** Given passage **

-----

Gemma 4 Is Running On Phones Now and I Don't Think People Realise How Mental That Is
3GB of Intelligence in Your Pocket 📱
So someone on Instagram posted a video of an LLM running on their phone. No internet. No API calls. No cloud. Just a model sitting on the device, answering questions, understanding images, processing audio. Offline. On a phone.
That's Google's new Gemma 4. Dropped April 2nd. Four model sizes, all open weight, Apache 2.0 licensed. The one that matters for this conversation is the E2B (Effective 2 Billion parameters), which is small enough to run on a phone and fast enough to actually be useful. Google built it from the same research behind Gemini 3, then squeezed it down for edge devices.
The comments on the post split exactly how you'd expect. Half the replies are "that's insane 🔥" and the other half are "battery go bye 😂". Both camps are right.
Why This Is Actually A Big Deal
I've been mucking about with local models for a while. Ollama on the Mac. The occasional experiment with llama.cpp on a beefy Linux box. But running a properly capable multimodal model on a phone, offline, with decent latency? That's new.
The E2B model handles text, images, video, and audio. All four modalities. On device. The E4B (slightly larger) does the same but slower. Google says the E2B runs 3x faster than the E4B, which tracks because fewer parameters means less compute per inference.
These are the foundation for the next generation of Gemini Nano, so anything you build against Gemma 4 today will work on Gemini Nano 4 devices later this year. That's the play. Google wants developers building on this stack now so the apps are ready when the phones ship.
The Privacy Angle (and the Irony)
Here's where it gets interesting. A local LLM means nothing leaves your phone. Your prompts, your documents, your photos, your voice. All processed on device. No server roundtrip. No data collection endpoint. No "we use your inputs to improve our models" clause.

-----

** Records provided **
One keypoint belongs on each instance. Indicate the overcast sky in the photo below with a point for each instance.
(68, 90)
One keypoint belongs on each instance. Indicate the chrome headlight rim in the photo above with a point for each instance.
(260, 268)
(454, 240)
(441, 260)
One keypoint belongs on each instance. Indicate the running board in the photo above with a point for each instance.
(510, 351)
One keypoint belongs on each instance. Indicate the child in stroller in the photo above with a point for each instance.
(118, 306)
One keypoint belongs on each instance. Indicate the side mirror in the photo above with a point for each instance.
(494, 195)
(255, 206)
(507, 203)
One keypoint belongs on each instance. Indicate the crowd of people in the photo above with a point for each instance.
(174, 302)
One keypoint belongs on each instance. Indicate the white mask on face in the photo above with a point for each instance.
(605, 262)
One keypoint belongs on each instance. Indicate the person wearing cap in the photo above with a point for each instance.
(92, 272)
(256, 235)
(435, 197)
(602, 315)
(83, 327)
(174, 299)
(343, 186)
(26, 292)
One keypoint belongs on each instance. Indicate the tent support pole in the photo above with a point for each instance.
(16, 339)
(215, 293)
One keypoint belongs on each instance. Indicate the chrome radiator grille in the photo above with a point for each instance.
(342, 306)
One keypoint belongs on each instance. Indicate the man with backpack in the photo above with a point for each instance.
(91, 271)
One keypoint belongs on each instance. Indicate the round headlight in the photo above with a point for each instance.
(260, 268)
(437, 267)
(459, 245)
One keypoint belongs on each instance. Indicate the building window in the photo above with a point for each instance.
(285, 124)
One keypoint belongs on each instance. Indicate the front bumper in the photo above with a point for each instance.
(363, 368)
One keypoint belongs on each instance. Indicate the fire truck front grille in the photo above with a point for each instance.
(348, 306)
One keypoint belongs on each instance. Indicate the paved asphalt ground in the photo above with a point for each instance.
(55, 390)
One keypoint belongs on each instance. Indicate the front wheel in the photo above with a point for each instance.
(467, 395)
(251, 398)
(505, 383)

-----

** Exercise 1 **
According to the Gemma 4 post, which four modalities does the E2B model handle?
** Exercise 2 **
Summarize the Gemma 4 post in two sentences.
** Exercise 3 **
Print the stretch of the Gemma 4 post from "Gemma 4 Is Running" through "for edge devices.".
The rows have nothing to do with the Gemma 4 post.

** Answer 1 **
Text, images, video, and audio.

** Answer 2 **
Google's Gemma 4, released April 2nd in four open-weight sizes under Apache 2.0, includes an E2B model small enough to run offline on a phone and handle text, images, video, and audio. The models underpin the next generation of Gemini Nano, and running them locally means prompts, documents, photos, and voice never leave the device.

** Answer 3 **
Gemma 4 Is Running On Phones Now and I Don't Think People Realise How Mental That Is
3GB of Intelligence in Your Pocket 📱
So someone on Instagram posted a video of an LLM running on their phone. No internet. No API calls. No cloud. Just a model sitting on the device, answering questions, understanding images, processing audio. Offline. On a phone.
That's Google's new Gemma 4. Dropped April 2nd. Four model sizes, all open weight, Apache 2.0 licensed. The one that matters for this conversation is the E2B (Effective 2 Billion parameters), which is small enough to run on a phone and fast enough to actually be useful. Google built it from the same research behind Gemini 3, then squeezed it down for edge devices.